**Görevin Amacı**
Listenin başından "[[[90,39],[38,37],[23,47],[23,62],[91,59]]]" ifadesini içeren satıra kadar uzanan bölümü, iki uç da dahil olmak üzere satır satır aynen yazın. Resim satırlarını cevaba almayın.

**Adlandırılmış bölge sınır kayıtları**
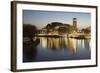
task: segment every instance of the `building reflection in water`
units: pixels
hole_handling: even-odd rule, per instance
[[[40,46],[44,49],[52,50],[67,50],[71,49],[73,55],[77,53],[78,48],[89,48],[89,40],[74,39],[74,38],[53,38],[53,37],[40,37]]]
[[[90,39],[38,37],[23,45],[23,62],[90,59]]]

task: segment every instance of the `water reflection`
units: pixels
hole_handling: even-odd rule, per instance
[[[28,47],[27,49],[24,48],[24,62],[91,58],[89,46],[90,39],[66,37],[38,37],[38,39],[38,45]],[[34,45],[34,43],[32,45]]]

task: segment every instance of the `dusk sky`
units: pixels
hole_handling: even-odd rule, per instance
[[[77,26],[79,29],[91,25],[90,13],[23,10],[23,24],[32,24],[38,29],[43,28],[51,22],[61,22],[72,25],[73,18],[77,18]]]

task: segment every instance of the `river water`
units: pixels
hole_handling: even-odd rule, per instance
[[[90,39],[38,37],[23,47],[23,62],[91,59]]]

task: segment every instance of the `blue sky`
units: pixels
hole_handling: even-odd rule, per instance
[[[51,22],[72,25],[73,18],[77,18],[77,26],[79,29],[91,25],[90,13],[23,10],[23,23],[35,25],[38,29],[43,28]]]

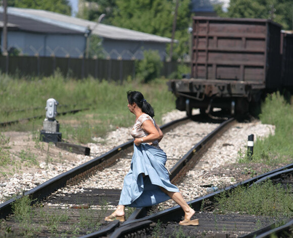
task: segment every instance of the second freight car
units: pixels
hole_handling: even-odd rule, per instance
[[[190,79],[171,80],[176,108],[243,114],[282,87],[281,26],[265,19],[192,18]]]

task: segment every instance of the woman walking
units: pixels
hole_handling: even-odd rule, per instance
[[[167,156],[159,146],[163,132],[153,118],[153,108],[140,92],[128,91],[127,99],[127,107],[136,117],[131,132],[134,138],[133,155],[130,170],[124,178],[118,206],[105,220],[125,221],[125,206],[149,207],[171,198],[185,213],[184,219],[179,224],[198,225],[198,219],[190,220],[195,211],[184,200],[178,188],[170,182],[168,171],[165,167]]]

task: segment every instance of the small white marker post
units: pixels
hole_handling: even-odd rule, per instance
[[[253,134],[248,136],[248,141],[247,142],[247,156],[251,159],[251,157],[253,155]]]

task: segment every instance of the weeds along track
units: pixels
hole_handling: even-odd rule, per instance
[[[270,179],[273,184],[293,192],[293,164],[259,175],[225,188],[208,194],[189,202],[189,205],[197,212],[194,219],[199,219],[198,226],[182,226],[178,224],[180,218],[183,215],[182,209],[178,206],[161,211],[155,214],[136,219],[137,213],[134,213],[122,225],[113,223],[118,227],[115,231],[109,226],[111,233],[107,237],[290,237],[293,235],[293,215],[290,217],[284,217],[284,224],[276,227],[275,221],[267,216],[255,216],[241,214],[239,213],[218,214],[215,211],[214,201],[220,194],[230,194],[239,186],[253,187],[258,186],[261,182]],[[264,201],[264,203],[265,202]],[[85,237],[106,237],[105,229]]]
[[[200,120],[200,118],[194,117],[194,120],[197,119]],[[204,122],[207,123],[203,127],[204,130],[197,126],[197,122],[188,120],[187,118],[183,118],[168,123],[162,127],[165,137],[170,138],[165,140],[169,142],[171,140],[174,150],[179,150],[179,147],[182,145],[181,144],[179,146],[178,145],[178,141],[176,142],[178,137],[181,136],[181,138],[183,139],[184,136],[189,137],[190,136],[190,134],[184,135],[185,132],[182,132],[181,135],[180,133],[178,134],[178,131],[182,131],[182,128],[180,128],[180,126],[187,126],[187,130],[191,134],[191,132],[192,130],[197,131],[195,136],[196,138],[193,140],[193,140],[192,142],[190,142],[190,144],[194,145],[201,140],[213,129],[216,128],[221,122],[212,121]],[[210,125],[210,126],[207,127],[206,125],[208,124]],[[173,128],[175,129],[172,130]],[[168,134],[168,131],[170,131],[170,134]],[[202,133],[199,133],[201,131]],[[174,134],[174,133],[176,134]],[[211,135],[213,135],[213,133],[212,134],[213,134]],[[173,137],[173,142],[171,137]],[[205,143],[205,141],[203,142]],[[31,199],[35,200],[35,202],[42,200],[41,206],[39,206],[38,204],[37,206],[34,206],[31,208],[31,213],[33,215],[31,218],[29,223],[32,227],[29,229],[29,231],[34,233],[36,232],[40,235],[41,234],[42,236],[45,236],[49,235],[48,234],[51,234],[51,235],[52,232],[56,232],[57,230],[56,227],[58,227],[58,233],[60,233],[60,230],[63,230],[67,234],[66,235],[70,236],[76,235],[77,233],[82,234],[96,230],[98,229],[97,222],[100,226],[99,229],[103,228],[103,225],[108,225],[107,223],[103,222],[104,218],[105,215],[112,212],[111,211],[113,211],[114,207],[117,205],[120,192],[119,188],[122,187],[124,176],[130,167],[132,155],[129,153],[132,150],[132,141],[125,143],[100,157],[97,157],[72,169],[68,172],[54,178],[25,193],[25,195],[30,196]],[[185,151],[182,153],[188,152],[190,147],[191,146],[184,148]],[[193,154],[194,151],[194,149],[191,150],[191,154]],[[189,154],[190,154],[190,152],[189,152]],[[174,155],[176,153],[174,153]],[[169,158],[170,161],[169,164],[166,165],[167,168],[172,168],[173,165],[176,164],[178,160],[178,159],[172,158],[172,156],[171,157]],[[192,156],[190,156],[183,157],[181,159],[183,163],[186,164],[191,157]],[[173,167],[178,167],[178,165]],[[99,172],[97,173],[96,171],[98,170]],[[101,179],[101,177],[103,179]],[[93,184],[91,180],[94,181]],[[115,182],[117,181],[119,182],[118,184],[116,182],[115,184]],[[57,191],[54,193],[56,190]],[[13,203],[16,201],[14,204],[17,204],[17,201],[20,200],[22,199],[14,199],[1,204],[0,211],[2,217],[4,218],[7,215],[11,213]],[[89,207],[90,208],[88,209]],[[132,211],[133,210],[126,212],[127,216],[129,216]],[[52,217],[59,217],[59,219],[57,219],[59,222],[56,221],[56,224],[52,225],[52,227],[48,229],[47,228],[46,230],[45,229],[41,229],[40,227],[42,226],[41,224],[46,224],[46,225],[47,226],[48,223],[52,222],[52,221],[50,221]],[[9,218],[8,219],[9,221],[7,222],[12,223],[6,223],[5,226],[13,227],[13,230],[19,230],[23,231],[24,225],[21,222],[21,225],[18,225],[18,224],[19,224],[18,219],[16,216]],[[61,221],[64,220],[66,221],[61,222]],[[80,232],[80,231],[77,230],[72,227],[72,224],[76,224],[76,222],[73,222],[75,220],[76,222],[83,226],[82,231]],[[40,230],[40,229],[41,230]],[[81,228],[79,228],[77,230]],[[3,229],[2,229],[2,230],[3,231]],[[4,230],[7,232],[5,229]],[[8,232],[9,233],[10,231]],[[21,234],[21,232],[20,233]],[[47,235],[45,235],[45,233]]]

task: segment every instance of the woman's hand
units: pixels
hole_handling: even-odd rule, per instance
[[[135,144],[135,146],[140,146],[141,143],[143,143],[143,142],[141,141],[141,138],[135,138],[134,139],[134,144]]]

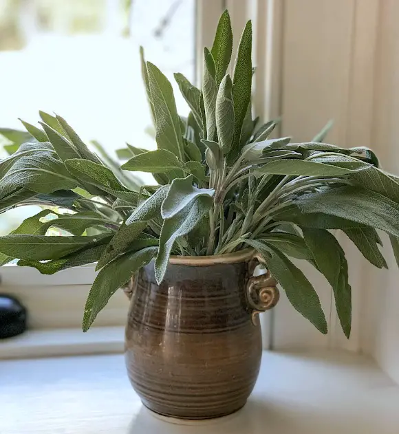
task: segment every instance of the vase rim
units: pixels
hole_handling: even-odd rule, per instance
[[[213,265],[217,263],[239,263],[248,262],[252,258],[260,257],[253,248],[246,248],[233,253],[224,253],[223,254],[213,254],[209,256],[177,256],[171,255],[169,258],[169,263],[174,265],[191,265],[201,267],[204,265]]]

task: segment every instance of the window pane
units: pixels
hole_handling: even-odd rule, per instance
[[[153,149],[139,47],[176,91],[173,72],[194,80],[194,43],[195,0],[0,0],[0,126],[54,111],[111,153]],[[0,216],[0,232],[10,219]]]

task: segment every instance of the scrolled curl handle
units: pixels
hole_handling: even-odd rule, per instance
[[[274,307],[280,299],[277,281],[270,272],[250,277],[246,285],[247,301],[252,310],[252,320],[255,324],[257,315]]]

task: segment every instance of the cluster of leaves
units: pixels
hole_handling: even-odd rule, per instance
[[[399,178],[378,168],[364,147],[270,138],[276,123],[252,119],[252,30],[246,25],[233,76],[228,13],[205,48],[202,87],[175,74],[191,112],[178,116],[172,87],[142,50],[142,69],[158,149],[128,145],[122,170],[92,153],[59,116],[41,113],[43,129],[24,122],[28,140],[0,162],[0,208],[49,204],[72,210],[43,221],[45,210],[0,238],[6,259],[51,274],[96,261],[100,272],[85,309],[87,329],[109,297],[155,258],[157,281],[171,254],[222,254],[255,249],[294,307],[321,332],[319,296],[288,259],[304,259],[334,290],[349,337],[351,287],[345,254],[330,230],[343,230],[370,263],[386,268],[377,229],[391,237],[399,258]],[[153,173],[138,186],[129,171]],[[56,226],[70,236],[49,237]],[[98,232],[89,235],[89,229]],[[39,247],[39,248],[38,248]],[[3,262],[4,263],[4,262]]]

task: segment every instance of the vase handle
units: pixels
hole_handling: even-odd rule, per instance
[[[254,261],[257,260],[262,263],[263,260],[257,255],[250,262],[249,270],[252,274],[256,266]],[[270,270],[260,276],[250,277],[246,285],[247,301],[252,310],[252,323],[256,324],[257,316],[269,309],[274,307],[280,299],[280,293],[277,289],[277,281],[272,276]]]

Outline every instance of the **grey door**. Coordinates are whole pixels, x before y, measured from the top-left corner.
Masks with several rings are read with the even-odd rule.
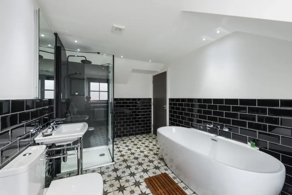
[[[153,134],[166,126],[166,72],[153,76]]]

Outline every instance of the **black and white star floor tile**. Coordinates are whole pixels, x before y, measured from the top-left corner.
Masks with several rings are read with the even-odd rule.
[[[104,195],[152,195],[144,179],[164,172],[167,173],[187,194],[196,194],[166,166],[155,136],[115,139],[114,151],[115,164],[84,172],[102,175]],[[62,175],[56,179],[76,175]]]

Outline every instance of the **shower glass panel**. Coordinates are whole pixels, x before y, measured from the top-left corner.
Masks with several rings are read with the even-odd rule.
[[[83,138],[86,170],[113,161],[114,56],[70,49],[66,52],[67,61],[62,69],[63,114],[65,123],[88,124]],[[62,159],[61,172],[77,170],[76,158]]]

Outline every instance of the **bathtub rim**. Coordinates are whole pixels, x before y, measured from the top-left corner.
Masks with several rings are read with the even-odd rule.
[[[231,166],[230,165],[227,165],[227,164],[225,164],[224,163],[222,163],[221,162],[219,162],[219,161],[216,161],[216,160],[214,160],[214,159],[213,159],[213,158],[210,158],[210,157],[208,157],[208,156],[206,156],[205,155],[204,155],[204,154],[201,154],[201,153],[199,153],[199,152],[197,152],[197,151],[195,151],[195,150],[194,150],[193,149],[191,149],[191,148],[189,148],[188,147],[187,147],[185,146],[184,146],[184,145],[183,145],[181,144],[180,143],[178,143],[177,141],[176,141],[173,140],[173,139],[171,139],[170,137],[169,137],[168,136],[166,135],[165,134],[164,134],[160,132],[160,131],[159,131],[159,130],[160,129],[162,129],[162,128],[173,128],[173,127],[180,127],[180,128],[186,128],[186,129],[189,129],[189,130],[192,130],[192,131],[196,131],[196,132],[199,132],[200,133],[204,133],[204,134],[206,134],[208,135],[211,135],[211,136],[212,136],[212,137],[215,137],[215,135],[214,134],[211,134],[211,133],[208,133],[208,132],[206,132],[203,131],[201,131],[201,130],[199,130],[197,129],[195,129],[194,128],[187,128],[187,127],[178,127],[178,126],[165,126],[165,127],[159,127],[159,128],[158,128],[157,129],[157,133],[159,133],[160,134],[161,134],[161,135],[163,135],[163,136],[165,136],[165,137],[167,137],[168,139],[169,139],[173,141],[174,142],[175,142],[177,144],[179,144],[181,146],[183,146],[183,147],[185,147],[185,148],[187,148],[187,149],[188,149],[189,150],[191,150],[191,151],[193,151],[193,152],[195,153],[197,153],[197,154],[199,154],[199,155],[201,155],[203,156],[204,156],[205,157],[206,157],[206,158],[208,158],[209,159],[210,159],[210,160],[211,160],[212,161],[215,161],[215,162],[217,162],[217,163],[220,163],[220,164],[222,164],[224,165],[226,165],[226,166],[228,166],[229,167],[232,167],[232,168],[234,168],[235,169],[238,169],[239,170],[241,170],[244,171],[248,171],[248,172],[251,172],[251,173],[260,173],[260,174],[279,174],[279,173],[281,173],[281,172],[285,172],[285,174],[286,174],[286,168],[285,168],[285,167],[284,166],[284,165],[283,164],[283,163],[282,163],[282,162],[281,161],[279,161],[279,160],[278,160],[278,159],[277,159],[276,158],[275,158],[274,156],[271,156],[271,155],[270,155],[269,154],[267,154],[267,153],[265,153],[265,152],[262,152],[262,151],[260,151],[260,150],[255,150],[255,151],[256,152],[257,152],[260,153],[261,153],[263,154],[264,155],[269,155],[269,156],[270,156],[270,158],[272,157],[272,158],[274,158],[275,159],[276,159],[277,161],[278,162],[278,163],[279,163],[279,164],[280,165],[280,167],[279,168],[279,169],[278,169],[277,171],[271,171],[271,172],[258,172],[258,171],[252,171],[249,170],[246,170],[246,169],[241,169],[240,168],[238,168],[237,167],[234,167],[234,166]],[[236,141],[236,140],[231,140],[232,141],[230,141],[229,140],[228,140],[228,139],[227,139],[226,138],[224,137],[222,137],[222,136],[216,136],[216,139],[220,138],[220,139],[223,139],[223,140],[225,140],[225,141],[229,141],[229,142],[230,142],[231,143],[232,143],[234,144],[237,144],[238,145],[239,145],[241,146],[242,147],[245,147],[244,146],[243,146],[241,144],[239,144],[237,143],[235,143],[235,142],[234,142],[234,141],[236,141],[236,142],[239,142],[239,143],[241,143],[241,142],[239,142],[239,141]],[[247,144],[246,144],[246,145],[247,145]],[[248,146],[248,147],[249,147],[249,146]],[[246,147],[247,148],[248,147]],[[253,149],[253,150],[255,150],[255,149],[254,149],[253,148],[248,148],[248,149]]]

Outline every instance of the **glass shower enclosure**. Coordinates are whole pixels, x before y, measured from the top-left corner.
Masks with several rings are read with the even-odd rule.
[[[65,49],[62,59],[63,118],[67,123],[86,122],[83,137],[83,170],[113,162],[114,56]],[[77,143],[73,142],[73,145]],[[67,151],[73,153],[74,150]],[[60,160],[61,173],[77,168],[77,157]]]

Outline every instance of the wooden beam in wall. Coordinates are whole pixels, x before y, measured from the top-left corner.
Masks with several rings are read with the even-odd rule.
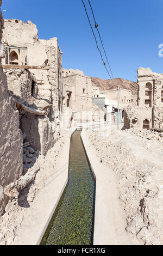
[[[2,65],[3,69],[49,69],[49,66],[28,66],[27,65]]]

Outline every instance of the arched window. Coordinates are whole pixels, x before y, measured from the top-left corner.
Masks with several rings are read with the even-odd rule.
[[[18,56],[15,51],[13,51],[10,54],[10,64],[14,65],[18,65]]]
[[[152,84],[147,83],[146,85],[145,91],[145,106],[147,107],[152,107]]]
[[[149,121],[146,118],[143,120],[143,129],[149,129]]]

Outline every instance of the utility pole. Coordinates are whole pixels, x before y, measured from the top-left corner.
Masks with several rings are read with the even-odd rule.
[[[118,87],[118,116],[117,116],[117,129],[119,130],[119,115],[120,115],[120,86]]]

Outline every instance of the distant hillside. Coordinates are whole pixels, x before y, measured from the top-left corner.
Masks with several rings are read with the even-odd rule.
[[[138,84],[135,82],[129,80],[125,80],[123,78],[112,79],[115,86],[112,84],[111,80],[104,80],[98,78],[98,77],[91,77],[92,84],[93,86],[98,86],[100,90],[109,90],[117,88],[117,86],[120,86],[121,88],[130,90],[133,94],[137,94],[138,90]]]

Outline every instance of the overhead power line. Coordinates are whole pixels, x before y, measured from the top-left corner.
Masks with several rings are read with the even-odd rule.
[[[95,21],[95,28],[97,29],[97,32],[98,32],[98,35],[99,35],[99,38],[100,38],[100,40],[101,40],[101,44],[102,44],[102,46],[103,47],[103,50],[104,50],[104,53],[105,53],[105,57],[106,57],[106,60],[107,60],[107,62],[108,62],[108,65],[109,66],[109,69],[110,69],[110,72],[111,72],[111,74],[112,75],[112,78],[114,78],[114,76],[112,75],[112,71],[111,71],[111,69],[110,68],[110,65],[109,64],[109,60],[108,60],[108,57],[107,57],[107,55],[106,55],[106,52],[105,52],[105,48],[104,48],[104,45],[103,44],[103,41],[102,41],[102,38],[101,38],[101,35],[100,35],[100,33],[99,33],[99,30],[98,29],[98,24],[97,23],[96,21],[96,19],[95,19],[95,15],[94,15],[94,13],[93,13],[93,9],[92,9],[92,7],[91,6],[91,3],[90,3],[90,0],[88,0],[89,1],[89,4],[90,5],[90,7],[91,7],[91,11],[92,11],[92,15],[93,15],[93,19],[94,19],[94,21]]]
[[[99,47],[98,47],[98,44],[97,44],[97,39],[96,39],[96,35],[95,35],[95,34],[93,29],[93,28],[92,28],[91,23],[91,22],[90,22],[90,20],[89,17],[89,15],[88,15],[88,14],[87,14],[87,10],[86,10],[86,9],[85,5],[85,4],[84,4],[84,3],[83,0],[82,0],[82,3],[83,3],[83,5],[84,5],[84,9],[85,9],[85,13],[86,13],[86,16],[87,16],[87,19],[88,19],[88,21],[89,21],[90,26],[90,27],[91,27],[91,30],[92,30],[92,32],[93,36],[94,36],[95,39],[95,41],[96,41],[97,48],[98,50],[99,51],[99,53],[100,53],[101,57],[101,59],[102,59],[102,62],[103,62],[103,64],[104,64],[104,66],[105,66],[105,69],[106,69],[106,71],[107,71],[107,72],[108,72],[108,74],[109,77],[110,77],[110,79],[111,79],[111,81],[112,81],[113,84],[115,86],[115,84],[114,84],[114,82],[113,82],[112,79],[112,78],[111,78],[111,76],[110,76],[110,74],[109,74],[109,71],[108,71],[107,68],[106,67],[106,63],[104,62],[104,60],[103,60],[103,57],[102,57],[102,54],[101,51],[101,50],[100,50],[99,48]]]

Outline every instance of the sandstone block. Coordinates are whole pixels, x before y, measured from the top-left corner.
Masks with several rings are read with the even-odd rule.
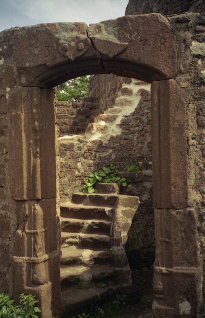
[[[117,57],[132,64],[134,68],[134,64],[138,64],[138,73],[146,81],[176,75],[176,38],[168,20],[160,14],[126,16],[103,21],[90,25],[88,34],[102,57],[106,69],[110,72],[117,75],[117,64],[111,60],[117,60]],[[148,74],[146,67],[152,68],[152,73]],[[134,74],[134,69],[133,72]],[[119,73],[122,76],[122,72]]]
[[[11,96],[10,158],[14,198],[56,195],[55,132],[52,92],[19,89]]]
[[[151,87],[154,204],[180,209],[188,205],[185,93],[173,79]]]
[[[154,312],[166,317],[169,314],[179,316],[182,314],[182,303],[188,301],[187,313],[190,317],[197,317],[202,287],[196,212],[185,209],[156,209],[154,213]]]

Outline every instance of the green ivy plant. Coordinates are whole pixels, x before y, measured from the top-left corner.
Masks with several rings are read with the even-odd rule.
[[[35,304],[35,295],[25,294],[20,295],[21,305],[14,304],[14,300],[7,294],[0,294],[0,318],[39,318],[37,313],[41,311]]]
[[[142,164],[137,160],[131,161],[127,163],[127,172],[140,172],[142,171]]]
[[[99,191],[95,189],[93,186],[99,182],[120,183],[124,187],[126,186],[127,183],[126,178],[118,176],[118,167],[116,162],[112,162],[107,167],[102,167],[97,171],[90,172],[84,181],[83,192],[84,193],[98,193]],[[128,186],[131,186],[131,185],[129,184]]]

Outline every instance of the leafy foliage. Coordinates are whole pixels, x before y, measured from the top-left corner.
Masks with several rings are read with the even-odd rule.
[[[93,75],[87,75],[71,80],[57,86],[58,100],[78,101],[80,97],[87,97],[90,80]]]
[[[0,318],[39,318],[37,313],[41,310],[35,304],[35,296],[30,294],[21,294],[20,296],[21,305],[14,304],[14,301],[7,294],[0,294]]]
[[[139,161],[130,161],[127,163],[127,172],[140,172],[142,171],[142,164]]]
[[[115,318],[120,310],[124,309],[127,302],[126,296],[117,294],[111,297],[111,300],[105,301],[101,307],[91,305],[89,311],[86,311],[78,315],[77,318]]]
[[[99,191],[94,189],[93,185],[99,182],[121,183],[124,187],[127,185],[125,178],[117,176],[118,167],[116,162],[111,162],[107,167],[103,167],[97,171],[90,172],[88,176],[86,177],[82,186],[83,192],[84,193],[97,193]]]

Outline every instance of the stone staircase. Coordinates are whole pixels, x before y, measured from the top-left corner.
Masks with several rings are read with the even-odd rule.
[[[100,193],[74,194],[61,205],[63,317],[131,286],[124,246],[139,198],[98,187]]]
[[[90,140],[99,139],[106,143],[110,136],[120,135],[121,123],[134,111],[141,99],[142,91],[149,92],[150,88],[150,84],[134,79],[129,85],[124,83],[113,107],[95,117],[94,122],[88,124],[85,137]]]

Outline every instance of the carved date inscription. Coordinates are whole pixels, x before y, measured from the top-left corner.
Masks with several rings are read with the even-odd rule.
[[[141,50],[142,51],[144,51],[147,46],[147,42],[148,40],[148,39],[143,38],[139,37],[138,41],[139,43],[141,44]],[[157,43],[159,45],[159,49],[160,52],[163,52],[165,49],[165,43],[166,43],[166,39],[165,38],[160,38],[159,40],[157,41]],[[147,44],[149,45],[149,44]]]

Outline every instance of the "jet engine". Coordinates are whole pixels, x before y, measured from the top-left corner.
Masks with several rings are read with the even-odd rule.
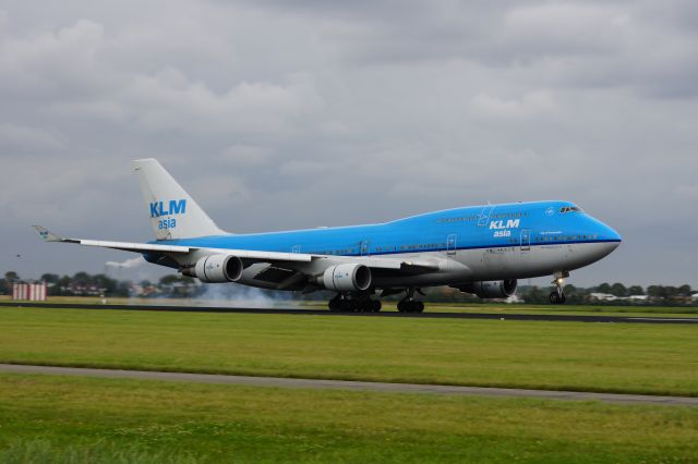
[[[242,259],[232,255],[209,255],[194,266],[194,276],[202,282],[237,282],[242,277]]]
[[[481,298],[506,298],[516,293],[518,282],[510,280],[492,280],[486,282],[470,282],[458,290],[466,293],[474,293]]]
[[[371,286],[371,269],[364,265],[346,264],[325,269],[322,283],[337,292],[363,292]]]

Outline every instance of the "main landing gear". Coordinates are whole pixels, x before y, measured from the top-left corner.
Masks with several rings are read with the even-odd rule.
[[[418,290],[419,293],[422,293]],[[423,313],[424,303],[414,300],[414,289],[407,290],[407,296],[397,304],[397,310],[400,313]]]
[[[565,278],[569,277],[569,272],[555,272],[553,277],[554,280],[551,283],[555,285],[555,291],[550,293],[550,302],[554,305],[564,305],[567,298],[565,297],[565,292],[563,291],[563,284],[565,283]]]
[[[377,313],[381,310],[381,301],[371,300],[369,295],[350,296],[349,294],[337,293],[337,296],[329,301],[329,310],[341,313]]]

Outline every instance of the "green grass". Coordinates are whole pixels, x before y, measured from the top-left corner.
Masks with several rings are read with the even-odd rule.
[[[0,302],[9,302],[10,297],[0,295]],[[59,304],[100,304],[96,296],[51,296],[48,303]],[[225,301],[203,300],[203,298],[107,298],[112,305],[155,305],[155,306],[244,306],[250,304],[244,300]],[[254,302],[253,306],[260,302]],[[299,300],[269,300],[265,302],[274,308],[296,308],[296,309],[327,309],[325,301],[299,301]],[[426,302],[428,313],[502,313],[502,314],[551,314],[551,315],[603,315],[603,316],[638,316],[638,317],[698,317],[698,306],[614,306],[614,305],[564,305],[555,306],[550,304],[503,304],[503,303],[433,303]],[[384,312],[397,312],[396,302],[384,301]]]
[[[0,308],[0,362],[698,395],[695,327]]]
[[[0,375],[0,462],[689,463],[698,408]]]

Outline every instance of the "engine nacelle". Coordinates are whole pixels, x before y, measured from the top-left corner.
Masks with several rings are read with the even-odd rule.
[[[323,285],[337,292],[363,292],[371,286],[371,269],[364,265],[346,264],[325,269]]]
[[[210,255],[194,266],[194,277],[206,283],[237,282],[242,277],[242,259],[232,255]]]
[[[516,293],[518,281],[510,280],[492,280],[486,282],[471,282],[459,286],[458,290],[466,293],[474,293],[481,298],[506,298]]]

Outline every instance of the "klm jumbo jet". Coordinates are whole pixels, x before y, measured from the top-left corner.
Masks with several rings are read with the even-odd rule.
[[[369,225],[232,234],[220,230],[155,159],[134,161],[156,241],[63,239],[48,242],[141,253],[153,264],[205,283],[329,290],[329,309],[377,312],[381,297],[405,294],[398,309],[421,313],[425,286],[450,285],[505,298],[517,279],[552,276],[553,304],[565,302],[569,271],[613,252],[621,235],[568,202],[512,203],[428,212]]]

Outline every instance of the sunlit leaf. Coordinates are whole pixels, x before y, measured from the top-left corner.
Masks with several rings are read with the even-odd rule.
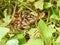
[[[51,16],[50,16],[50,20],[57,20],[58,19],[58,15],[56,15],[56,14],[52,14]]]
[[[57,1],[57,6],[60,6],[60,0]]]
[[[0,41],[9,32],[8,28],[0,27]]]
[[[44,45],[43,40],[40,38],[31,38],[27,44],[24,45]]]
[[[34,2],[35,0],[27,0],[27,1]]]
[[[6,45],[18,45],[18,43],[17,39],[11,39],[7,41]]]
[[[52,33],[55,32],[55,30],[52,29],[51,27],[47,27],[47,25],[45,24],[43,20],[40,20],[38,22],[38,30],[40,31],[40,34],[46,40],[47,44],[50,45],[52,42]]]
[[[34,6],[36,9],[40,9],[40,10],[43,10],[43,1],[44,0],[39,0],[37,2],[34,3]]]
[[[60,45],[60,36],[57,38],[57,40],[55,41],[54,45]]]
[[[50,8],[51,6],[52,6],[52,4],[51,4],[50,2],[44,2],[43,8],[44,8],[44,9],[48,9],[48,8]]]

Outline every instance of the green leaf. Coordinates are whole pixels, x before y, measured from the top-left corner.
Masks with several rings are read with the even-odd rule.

**Problemin Cevabı**
task: segment every instance of the `building reflection in water`
units: pixels
hole_handling: even-odd rule, per instance
[[[40,46],[44,49],[52,50],[67,50],[71,49],[73,55],[77,53],[78,48],[89,48],[89,40],[74,39],[74,38],[53,38],[53,37],[40,37]]]
[[[90,39],[38,37],[23,45],[23,62],[90,59]]]

task: segment every instance of the `water reflection`
units: pixels
hole_handling: even-odd rule, per instance
[[[28,47],[27,49],[24,48],[24,62],[91,58],[89,46],[90,39],[66,37],[38,37],[38,39],[38,45]],[[34,45],[34,43],[32,45]]]

task: segment every instance of the `dusk sky`
units: pixels
hole_handling: even-odd rule, per instance
[[[77,26],[79,29],[91,25],[90,13],[23,10],[23,24],[32,24],[38,29],[43,28],[51,22],[61,22],[72,25],[73,18],[77,18]]]

task: segment every instance of the `river water`
units: pixels
hole_handling: even-odd rule, per instance
[[[90,39],[38,37],[23,47],[23,62],[91,59]]]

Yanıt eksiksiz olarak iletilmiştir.